++++ Record extracts ++++

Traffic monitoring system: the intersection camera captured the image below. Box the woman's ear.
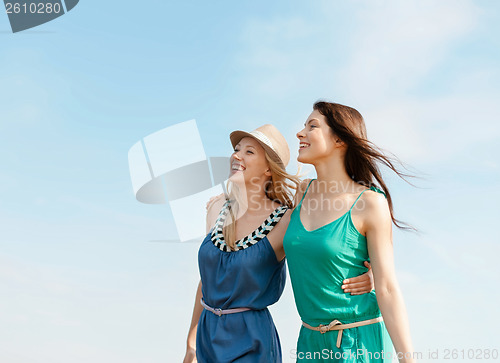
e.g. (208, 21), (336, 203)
(335, 136), (345, 147)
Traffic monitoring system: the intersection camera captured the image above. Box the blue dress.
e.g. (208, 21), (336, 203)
(196, 205), (286, 363)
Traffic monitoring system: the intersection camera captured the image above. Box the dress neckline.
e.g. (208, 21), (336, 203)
(210, 200), (288, 252)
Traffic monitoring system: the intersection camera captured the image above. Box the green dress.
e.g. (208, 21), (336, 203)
(283, 179), (393, 362)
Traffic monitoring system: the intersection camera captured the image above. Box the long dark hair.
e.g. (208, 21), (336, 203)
(313, 101), (416, 230)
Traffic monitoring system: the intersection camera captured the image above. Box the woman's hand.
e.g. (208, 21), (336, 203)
(342, 261), (375, 295)
(182, 348), (198, 363)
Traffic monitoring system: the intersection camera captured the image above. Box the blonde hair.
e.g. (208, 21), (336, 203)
(222, 152), (300, 251)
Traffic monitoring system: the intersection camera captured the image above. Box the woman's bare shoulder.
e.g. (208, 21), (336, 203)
(206, 194), (226, 233)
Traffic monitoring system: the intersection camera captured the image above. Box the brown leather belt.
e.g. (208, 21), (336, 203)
(302, 316), (384, 348)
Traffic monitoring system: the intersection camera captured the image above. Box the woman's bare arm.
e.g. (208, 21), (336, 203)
(364, 192), (415, 363)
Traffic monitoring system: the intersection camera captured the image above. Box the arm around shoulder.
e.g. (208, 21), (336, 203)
(365, 193), (415, 362)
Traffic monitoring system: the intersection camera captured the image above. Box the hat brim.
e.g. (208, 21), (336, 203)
(229, 130), (286, 170)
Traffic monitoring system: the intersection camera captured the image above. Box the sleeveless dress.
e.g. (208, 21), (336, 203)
(196, 202), (288, 363)
(283, 179), (393, 362)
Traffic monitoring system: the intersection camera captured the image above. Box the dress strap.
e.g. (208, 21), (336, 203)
(349, 185), (387, 212)
(299, 179), (316, 204)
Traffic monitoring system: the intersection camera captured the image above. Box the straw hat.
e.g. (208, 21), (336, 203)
(229, 124), (290, 169)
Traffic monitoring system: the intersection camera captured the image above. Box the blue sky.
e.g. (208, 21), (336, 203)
(0, 0), (500, 363)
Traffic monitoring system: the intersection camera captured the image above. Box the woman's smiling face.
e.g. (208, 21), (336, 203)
(297, 110), (335, 164)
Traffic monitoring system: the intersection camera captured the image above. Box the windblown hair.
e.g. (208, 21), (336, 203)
(313, 101), (415, 230)
(222, 152), (300, 250)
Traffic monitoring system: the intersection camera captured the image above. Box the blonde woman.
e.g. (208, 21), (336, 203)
(184, 125), (372, 363)
(283, 102), (414, 362)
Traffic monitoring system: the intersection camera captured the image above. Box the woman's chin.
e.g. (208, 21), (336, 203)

++++

_Problem to solve_
Can you write out all the records again with "intersection camera" swapped for "roadside camera" wherever it occurs and everything else left unchanged? Leave the pictures out.

_Written answer_
Traffic monitoring system: the roadside camera captured the image below. Box the woman's ear.
e.g. (208, 21), (336, 203)
(335, 136), (345, 147)
Traffic monitoring system: the roadside camera captured the image above. Box the blue dress.
e.g. (208, 21), (336, 203)
(196, 205), (286, 363)
Traffic monitoring system: the roadside camera captured the image above. Box the dress neckline.
e.g. (208, 21), (336, 203)
(210, 200), (288, 252)
Traffic monitoring system: the roadside camera captured the image above. Box the green dress.
e.g. (208, 21), (336, 203)
(283, 179), (393, 362)
Traffic monitoring system: the roadside camera captured the image above. Box the long dark hair.
e.g. (208, 21), (336, 203)
(313, 101), (416, 230)
Traffic monitoring system: the roadside camera captured the image above. Box the woman's hand.
e.g. (208, 21), (336, 203)
(342, 261), (375, 295)
(182, 348), (198, 363)
Traffic monitoring system: the roadside camera captured the image above. Box the blonde hair.
e.g. (208, 21), (336, 203)
(222, 152), (300, 251)
Traffic monitoring system: the roadside camera captured the image above. Box the woman's bare shoulder.
e.g. (208, 21), (336, 203)
(206, 194), (226, 233)
Traffic monitoring system: the roadside camera captured the image above. Box the brown leather belt.
e.g. (208, 21), (336, 203)
(302, 316), (384, 348)
Traffic monitoring system: the roadside camera captured the image above. Box the woman's bare arm.
e.g. (208, 21), (336, 203)
(364, 192), (415, 363)
Traffic monitoring system: the roadside camera captured the image above. Box the arm around shoulder.
e.g. (208, 21), (336, 203)
(365, 193), (415, 362)
Traffic monitoring system: the roadside camera captured the image above. Box the hat brim.
e.g. (208, 21), (336, 203)
(229, 130), (286, 170)
Traffic monitoring system: the roadside camera captured the image above. Box the sleeveless dress.
e.g. (208, 21), (336, 203)
(196, 202), (288, 363)
(283, 179), (393, 362)
Traffic monitoring system: the roadside camera captured the image above. Box the dress strap.
e.g. (208, 21), (336, 203)
(349, 185), (387, 212)
(299, 179), (316, 204)
Traffic monitoring system: the roadside camera captured the image above. Box the straw hat.
e.g. (208, 21), (336, 203)
(229, 124), (290, 169)
Traffic monitoring system: the roadside camera captured the image above. Box the blue sky.
e.g. (208, 21), (336, 203)
(0, 0), (500, 363)
Traffic monitoring system: the roadside camera captured the image above. Box the woman's smiling face.
e.g. (208, 21), (336, 203)
(297, 110), (335, 164)
Traffic monitoring system: the roadside camera captured the image above. Box the windblown hair.
e.g. (208, 21), (336, 203)
(313, 101), (415, 230)
(222, 152), (300, 250)
Traffic monitoring system: the roadside camera captured the image above. Box the blonde woman.
e.g. (208, 21), (336, 203)
(184, 125), (372, 363)
(283, 102), (414, 362)
Traffic monitoring system: the roadside camera captured the image above. Box the woman's chin.
e.g. (208, 21), (336, 203)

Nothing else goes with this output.